枕詞の真相に迫ろうとすると、
必然的に語源論にならざるを得ない。
そして語源を追究するにおいては、
文献に頼らざるを得ず、
しかも肝心要のその文献が、
ある時代以前には極めて乏しい、
という状況であることが、
ある程度の想像力を必要とし、
また、ある程度の想像が、
許容される原因となっているわけなのだが、
その想像の許容にも、
限度というものがある。
例えば、
ある年代以前のヒトの化石が見つからない、
という事実を以て、
すなわちヒトは宇宙人によって創られたのだ、
と想像することは、
あまりにも無理がありすぎるのと同じだ。
もちろん想像である以上、
何を考えても個人の自由ではあるが、
しかし、先人の研究を否定してまで、
自らの想像を是としようとする態度は、
不快以外の何物でもない。
この本の著者の態度がまさにそれで、
枕詞に関する過去のあらゆる研究成果を、
無理がある、意味をなさない、
と勢いよく否定し、
自らのトンデモ論を、
それ以外にはあり得ない、
そうであると言わざるを得ない、
と、まるで勧誘商法さながらの口調で、
読者をたらし込もうとしている。
日本語の膠着語という特徴を逆手にとり、
まるでパズルのように、
言葉の分解・組み立てを行うことで、
如何にももっともらしい、
語源論を形成していくのである。
例えば、「草枕」について説明している箇所、
「草枕」は、重箱読みすると「さまくら」と訓める。
その語音に結びつく語句として、
<ところ定めずあるく・さすらいあるく>
意の動詞【さ迷う・彷徨う】と、
【暮らす】が複合した【さ迷い暮らす】が引き出せる。

- [提示された記録]
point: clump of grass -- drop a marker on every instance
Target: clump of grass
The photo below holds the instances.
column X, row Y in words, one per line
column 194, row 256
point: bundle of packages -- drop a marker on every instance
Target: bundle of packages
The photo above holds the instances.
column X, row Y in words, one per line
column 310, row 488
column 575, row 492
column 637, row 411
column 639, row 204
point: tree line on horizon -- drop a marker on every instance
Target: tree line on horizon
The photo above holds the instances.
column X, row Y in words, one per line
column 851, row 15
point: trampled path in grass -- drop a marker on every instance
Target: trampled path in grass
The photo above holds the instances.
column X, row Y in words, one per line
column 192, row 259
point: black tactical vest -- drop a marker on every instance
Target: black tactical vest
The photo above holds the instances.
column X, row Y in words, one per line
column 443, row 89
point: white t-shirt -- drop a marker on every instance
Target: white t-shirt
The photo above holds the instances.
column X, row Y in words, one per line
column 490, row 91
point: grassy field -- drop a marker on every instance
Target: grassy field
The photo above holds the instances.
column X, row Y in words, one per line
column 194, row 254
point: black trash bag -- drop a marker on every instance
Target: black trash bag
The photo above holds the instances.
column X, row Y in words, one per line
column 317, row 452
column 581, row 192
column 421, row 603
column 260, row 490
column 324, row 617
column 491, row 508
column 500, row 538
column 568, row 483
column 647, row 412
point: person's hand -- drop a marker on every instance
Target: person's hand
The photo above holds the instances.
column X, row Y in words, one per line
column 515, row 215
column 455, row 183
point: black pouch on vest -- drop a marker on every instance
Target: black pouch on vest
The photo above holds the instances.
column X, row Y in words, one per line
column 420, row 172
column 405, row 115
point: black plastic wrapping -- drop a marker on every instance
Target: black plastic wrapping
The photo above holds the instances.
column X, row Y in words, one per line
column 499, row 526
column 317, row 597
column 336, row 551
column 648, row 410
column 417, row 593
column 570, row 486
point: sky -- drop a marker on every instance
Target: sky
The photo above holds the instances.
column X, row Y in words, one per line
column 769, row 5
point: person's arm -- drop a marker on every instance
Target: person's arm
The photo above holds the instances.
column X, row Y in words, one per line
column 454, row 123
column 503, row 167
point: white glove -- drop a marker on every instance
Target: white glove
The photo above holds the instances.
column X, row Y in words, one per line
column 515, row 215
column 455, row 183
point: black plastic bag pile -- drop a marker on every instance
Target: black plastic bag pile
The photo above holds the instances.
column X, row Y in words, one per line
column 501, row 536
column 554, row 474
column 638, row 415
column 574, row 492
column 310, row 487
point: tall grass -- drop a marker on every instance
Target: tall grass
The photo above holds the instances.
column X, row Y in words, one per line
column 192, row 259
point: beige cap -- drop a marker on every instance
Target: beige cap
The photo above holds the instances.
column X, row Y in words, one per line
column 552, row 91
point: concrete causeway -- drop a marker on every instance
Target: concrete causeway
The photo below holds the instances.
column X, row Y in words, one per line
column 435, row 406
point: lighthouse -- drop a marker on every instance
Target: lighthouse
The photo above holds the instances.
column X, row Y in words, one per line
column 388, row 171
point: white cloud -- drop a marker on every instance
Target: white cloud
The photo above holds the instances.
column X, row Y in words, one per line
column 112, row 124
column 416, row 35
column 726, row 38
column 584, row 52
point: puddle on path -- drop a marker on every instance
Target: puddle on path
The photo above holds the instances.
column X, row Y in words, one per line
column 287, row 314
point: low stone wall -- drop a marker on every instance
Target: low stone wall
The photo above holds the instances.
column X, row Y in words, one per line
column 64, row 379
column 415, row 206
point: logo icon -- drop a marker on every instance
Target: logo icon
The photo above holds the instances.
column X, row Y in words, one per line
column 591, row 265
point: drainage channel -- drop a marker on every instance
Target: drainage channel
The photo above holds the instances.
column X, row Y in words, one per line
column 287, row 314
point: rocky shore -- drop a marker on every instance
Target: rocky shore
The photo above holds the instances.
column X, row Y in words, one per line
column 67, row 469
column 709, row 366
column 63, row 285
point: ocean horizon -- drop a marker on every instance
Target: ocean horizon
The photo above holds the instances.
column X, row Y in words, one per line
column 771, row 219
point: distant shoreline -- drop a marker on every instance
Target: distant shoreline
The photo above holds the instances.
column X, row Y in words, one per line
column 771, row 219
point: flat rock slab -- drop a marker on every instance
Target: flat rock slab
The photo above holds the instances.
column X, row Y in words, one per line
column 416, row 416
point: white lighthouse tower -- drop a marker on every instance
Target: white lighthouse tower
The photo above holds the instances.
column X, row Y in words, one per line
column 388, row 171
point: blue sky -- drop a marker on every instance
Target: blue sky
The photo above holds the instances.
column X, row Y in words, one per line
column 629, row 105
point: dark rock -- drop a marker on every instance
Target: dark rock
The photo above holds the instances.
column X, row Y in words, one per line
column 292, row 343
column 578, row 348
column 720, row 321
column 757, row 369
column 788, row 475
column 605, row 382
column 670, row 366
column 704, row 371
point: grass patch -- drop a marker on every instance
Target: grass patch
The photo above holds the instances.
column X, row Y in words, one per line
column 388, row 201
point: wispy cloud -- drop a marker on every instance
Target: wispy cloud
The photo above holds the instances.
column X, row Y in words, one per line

- [やること]
[A] 枕詞についての文章で、「草枕」を重箱読みするとどう訓めるとされているか。
[B] 枕詞についての文章によると、枕詞の語源を追究するとき、なぜある程度の想像が必要とされ、また許容されるのか。文章が挙げる理由を説明せよ。
[C] 枕詞についての文章を、最後の一文の後から書き進めよ。

- [解答]
[A] 「さまくら」と訓める。

[B] 語源を追究するには文献に頼らざるを得ないが、その肝心の文献がある時代以前には極めて乏しいからだ。この状況が、ある程度の想像力を必要とし、ある程度の想像が許容される原因となっている。

[C]
歌句として常用されるに及び、
七音節から五音節の「さまくら」に変じたものであろう。
などと述べているが、
この文面をそのまま受け取るのであれば、
(そもそもなぜ「草枕」が「さまくら」になったのかはさておき)
「さまくら」→「さまよう」+「暮らす」
と「引き出」したうえで、
それが「『さまくら』に変じた」、
と言っているわけで、
これは、すなわち、
鳥は卵から生まれたように思われる、
だから卵から鳥が生じたのだ、
という意味不明なループにすぎないことは、
一目瞭然だろう。
百歩譲ってその論理に乗ったとして、
「さ迷い暮らす」が、
どう語形変化して「さまくら」になるのか、
他の事例をもってロジカルに説明すべきなのだが、
そういうことは一切なく、
すべては同様のこじづけで、
多くの枕詞を説明しようとしているのは、
もはや呆れを通り越して、
感心してしまうほどである。
繰り返すが、
それを単に想像として語るだけであれば、
読む側もオカルトとして捉えるだけなので、
何の問題もないのだが、
過去のあらゆる研究を否定し、
さも自説のみが正しいとする、
その押し付けがましさというか厚顔無恥が、
有害としかいいようがない。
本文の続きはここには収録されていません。